> WORK INSTRUCTIONS:
A. Reproduce the section of the Nick Fury comic book article that begins at the words "Publication information" and stops after "character: Nick Fury Jr.", copying it word for word.
B. Resume the article on the 2017 Nick Fury comic book series, writing on from its final sentence.

--- start of EXCERPTED PASSAGE ---

- Cover to the first issue, art by ACO

Publication information
- Publisher: Marvel Comics
- Format: Ongoing series
- Genre: Superhero;
- Publication date: 2017
- No. of issues: 6
- Main character: Nick Fury Jr.

Creative team
- Written by: James Dale Robinson
- Artist(s): ACO Hugo Petrus Rachelle Rosenberg
- Penciller: ACO
- Inker: Hugo Petrus
- Letterer: Travis Lanham
- Colorist: Rachelle Rosenberg
- Editor(s): Mark Basso Christina Harrington Mark Paniccia

= Nick Fury (comic book) =

Comic book series published by Marvel Comics

Nick Fury is a 2017 ongoing comic book series published by Marvel Comics. The series is written by James Dale Robinson and primarily drawn by ACO. It is the first series to feature Nick Fury Jr. as its main character.

==Background==
The artist ACO has stated that his art for the series is an attempt to recapture the feel of Jim Steranko's original Nick Fury, Agent of S.H.I.E.L.D. series from the 60s.

==Plot==
S.H.I.E.L.D. agent Nick Fury Jr. is sent on a top-secret mission to the French Riviera. He'll need to outmaneuver the enemy as the complex dance of espionage begins when he encounters Frankie Noble.

--- end of EXCERPTED PASSAGE ---
--- start of DATASET CONTENT ---

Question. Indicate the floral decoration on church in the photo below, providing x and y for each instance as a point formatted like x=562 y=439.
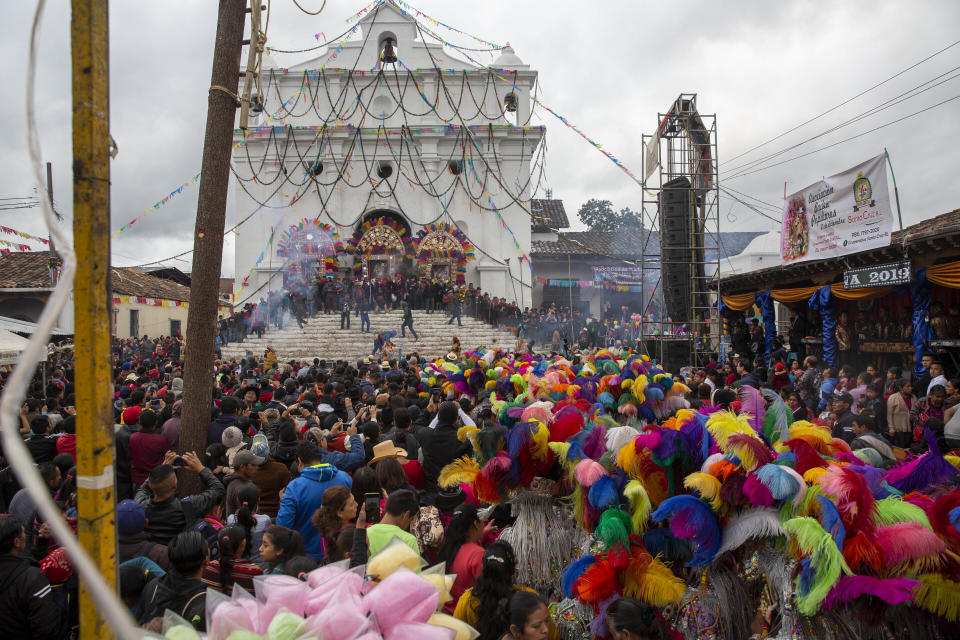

--- end of DATASET CONTENT ---

> THE RESULTS:
A.
Publication information
- Publisher: Marvel Comics
- Format: Ongoing series
- Genre: Superhero;
- Publication date: 2017
- No. of issues: 6
- Main character: Nick Fury Jr.

B.
==Reception==
The first three issues have received an average rating of 8.6 by 27 professional critics according to review aggregation website Comic Book Roundup.

In his review for IGN, Jesse Schedeen said the series tries to give Nick Fury Jr. a place in the Marvel Universe five years after his introduction, but that "Fury #1 is very much a case of style over substance" that is inspired by James Bond and Nick Fury: Agent of S.H.I.E.L.D.. Schedeen thought the art was great, but he did not feel any depth in Robinson's portrayal of Fury.

Matt Santori of Comicosity was more positive in his review, saying the book was Marvel's most charming adventure comic in years as well as having the prettiest art in a long while. He added that the artist team is good at violating conventional panel structure while still keeping the visual narrative comprehensible. Mark Peters of Paste said the comic's story is as simple as its art is complex and that it embraces Jim Steranko's mission to redefine the Nick Fury mythos from its roots. He goes on to say that the groundwork is laid for what he hopes may be a lengthy run of the series.

Pierce Lydon of Newsarama felt the main attraction of the book is its psychedelic art, stating that "Marvel says that artists aren't the ones selling books but ACO is the main draw here and it's easy to see why." The A.V. Club's Oliver Sava praised Rosenberg's coloring in his review. Kotaku's Charles Pulliam-Moore, praised the series, calling it a breath of fresh air compared to Marvel's other humorless contemporary series.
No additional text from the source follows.